-- start --

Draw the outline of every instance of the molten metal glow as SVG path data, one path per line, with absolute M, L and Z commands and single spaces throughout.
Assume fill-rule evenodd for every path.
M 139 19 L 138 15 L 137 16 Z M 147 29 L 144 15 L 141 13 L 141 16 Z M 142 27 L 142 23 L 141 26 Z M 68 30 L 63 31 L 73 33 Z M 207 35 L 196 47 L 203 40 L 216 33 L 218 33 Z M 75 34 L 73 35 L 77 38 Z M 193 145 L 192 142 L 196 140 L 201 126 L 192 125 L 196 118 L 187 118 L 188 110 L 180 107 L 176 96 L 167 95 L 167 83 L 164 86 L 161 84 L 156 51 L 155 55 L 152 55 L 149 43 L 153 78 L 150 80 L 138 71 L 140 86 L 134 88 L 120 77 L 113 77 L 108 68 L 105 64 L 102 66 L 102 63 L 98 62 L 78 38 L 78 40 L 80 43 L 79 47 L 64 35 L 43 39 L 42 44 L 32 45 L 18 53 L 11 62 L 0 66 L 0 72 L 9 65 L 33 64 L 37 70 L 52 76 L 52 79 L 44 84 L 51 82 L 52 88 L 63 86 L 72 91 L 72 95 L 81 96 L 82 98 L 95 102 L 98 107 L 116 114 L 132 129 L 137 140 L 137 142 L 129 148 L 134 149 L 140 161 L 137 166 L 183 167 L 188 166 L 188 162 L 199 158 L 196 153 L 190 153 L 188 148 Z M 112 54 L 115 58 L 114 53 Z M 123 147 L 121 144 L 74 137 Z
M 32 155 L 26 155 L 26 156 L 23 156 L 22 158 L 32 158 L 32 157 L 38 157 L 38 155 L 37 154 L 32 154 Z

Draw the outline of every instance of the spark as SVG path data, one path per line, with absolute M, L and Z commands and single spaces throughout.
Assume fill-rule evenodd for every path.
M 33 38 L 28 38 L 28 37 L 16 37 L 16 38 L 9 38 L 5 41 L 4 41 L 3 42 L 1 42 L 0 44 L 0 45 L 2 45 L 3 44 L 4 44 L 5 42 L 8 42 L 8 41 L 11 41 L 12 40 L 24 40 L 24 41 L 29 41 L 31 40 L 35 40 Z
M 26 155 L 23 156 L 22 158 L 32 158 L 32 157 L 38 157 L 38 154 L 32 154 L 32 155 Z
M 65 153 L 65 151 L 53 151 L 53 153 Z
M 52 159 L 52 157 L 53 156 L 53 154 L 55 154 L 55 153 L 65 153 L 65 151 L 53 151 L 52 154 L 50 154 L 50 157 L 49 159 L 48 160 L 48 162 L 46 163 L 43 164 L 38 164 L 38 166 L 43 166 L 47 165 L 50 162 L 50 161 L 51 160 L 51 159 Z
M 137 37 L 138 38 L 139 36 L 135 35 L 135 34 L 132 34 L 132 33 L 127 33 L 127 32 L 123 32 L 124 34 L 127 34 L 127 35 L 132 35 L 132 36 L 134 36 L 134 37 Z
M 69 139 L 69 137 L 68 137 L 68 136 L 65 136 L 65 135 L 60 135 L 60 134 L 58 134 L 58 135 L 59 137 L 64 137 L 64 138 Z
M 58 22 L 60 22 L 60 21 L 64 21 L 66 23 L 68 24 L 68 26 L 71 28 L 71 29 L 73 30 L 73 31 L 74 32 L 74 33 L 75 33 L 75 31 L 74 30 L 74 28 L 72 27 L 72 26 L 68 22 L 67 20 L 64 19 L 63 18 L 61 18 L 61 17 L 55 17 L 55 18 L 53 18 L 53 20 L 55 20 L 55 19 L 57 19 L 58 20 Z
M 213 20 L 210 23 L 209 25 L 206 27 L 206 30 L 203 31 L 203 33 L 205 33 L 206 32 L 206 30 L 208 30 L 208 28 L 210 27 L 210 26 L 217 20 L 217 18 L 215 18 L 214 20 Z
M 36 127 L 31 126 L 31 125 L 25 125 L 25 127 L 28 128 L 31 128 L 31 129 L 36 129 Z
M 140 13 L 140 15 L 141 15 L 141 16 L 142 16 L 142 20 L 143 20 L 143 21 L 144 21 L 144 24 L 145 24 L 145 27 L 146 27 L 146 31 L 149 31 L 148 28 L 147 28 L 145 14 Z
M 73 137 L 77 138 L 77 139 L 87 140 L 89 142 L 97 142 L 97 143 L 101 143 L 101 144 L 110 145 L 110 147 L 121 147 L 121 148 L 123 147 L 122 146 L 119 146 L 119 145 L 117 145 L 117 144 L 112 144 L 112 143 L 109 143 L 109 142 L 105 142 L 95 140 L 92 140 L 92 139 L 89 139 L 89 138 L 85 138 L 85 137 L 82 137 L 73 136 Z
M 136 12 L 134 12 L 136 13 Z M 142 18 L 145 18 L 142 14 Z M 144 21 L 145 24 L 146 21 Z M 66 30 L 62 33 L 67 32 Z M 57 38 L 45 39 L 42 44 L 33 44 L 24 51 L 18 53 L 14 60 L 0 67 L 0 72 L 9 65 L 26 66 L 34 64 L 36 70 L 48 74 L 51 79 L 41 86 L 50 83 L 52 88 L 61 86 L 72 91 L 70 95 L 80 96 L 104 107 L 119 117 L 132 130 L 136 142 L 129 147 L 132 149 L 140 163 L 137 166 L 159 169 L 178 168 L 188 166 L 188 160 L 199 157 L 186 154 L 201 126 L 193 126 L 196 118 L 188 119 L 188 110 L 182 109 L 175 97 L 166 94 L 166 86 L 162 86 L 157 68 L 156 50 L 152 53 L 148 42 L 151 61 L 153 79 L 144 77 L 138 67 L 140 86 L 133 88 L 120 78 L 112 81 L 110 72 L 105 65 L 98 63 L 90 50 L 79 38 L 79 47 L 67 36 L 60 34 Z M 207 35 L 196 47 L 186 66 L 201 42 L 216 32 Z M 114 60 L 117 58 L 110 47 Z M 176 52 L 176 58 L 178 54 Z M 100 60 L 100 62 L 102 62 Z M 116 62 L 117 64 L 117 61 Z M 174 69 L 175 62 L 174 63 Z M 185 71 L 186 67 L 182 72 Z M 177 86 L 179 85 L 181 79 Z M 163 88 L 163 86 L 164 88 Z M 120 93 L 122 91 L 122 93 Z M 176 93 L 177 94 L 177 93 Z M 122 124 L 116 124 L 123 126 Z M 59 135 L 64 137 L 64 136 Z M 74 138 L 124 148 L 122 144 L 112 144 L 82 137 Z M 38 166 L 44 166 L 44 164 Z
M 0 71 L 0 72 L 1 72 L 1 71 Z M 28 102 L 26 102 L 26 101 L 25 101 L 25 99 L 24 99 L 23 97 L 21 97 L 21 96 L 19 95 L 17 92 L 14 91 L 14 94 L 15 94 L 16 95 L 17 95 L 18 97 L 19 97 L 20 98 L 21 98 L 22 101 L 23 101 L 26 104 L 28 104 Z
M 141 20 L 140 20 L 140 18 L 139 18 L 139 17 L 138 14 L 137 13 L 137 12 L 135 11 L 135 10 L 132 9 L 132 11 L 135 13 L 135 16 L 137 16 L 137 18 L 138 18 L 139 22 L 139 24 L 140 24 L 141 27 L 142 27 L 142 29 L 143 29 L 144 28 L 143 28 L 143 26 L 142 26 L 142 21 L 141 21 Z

-- end --

**Directions for this task:** Please transcribe every line of the records above character for character, keeping each line break and blank line in place.

**Result of this exercise:**
Draw the outline of every instance of the molten metal glow as SVG path data, one path per line, with absolute M, L and Z commands and single spaces throughout.
Assume fill-rule evenodd for every path.
M 139 19 L 138 15 L 137 16 Z M 147 29 L 144 15 L 141 13 L 141 16 Z M 142 27 L 142 23 L 141 26 Z M 68 30 L 63 31 L 73 33 Z M 207 35 L 196 47 L 203 40 L 216 33 L 218 33 Z M 75 34 L 73 35 L 77 38 Z M 193 145 L 192 142 L 196 140 L 201 126 L 192 125 L 196 118 L 187 118 L 188 110 L 180 107 L 176 96 L 167 95 L 167 83 L 164 86 L 161 84 L 156 51 L 155 55 L 152 55 L 149 43 L 153 78 L 150 80 L 138 71 L 140 86 L 134 88 L 120 77 L 113 77 L 108 68 L 105 64 L 102 66 L 102 63 L 98 62 L 78 38 L 78 40 L 80 43 L 79 47 L 64 35 L 43 39 L 42 44 L 32 45 L 18 53 L 11 62 L 0 66 L 0 72 L 9 65 L 33 64 L 37 70 L 52 76 L 52 79 L 44 84 L 51 82 L 52 88 L 63 86 L 72 91 L 72 95 L 81 96 L 82 98 L 95 102 L 98 107 L 116 114 L 132 129 L 137 140 L 137 142 L 129 148 L 134 149 L 140 161 L 137 166 L 183 167 L 188 166 L 188 162 L 199 158 L 196 153 L 190 153 L 188 148 Z M 112 54 L 115 58 L 114 53 Z M 123 147 L 121 144 L 74 137 Z
M 32 155 L 26 155 L 26 156 L 23 156 L 22 158 L 32 158 L 32 157 L 38 157 L 38 155 L 37 154 L 32 154 Z

Draw the outline of every instance of the spark as SVG path data, one path per line, with absolute M, L and Z commands and single spaces throughout.
Assume fill-rule evenodd for every path.
M 33 38 L 28 38 L 28 37 L 16 37 L 16 38 L 9 38 L 5 41 L 4 41 L 3 42 L 1 42 L 0 44 L 0 45 L 2 45 L 3 44 L 4 44 L 5 42 L 8 42 L 8 41 L 11 41 L 12 40 L 24 40 L 24 41 L 29 41 L 31 40 L 35 40 Z
M 26 155 L 23 156 L 22 158 L 32 158 L 32 157 L 38 157 L 38 154 L 32 154 L 32 155 Z
M 65 153 L 65 151 L 53 151 L 53 153 Z
M 52 159 L 52 157 L 53 156 L 53 154 L 55 154 L 55 153 L 65 153 L 65 151 L 53 151 L 52 154 L 50 154 L 50 157 L 49 159 L 48 160 L 48 162 L 46 163 L 43 164 L 38 164 L 38 166 L 43 166 L 47 165 L 50 162 L 50 161 L 51 160 L 51 159 Z
M 137 37 L 138 38 L 139 36 L 135 35 L 135 34 L 132 34 L 132 33 L 127 33 L 127 32 L 123 32 L 124 34 L 127 34 L 127 35 L 132 35 L 132 36 L 134 36 L 134 37 Z
M 69 139 L 69 137 L 68 137 L 68 136 L 65 136 L 65 135 L 60 135 L 60 134 L 58 134 L 58 135 L 59 137 L 64 137 L 64 138 Z
M 58 22 L 60 22 L 60 21 L 64 21 L 66 23 L 68 24 L 68 26 L 71 28 L 71 29 L 73 30 L 73 31 L 74 32 L 74 33 L 75 33 L 75 31 L 74 30 L 74 28 L 72 27 L 72 26 L 68 22 L 67 20 L 64 19 L 63 18 L 61 18 L 61 17 L 55 17 L 55 18 L 53 18 L 53 20 L 55 20 L 55 19 L 57 19 L 58 20 Z
M 213 20 L 210 23 L 209 25 L 206 27 L 206 30 L 203 31 L 203 33 L 205 33 L 206 32 L 206 30 L 208 30 L 208 28 L 210 27 L 210 26 L 217 20 L 217 18 L 215 18 L 214 20 Z
M 36 127 L 31 126 L 31 125 L 25 125 L 25 127 L 28 128 L 31 128 L 31 129 L 36 129 Z
M 140 13 L 140 15 L 141 15 L 141 16 L 142 16 L 142 20 L 143 20 L 143 21 L 144 21 L 144 24 L 145 24 L 145 27 L 146 27 L 146 31 L 149 31 L 148 28 L 147 28 L 145 14 Z
M 73 137 L 77 138 L 77 139 L 87 140 L 89 142 L 97 142 L 97 143 L 101 143 L 101 144 L 110 145 L 110 147 L 121 147 L 121 148 L 123 147 L 122 146 L 119 146 L 119 145 L 117 145 L 117 144 L 112 144 L 112 143 L 109 143 L 109 142 L 105 142 L 95 140 L 92 140 L 92 139 L 89 139 L 89 138 L 85 138 L 85 137 L 82 137 L 73 136 Z
M 136 12 L 134 12 L 136 13 Z M 142 18 L 145 18 L 142 14 Z M 144 21 L 145 24 L 146 21 Z M 66 30 L 62 33 L 67 32 Z M 57 38 L 45 39 L 42 44 L 33 44 L 24 51 L 18 53 L 14 60 L 0 67 L 0 72 L 9 65 L 26 66 L 34 64 L 36 70 L 48 74 L 51 79 L 41 86 L 50 83 L 52 88 L 61 86 L 72 91 L 70 95 L 80 96 L 104 107 L 119 117 L 132 130 L 136 142 L 129 147 L 132 149 L 140 163 L 137 166 L 159 169 L 178 168 L 188 166 L 188 160 L 199 157 L 186 154 L 201 126 L 193 126 L 196 118 L 188 119 L 188 110 L 182 109 L 175 97 L 166 94 L 166 86 L 162 86 L 157 68 L 156 50 L 152 53 L 148 42 L 151 61 L 153 79 L 144 77 L 138 67 L 140 86 L 133 88 L 120 78 L 112 81 L 110 72 L 105 65 L 98 63 L 90 50 L 79 38 L 79 47 L 67 36 L 60 34 Z M 207 35 L 196 47 L 186 66 L 201 42 L 216 32 Z M 114 60 L 117 58 L 110 47 Z M 176 52 L 176 58 L 178 54 Z M 100 60 L 100 62 L 102 62 Z M 116 62 L 117 64 L 117 61 Z M 174 69 L 175 62 L 174 63 Z M 185 71 L 186 67 L 182 72 Z M 177 86 L 179 85 L 181 79 Z M 163 88 L 163 86 L 164 88 Z M 120 93 L 122 91 L 122 93 Z M 176 93 L 177 94 L 177 93 Z M 122 124 L 116 124 L 123 126 Z M 59 135 L 64 137 L 64 136 Z M 74 138 L 124 148 L 122 144 L 112 144 L 82 137 Z M 38 166 L 44 166 L 44 164 Z
M 0 71 L 0 72 L 1 72 L 1 71 Z M 28 102 L 26 102 L 26 101 L 25 101 L 25 99 L 24 99 L 23 97 L 21 97 L 21 96 L 19 95 L 17 92 L 14 91 L 14 94 L 15 94 L 16 95 L 17 95 L 18 97 L 19 97 L 20 98 L 21 98 L 22 101 L 23 101 L 26 104 L 28 104 Z
M 141 20 L 140 20 L 140 18 L 139 18 L 139 17 L 138 14 L 137 13 L 137 12 L 135 11 L 135 10 L 132 9 L 132 11 L 135 13 L 135 16 L 137 16 L 137 18 L 138 18 L 139 22 L 139 24 L 140 24 L 141 27 L 142 27 L 142 29 L 143 29 L 144 28 L 143 28 L 143 26 L 142 26 L 142 21 L 141 21 Z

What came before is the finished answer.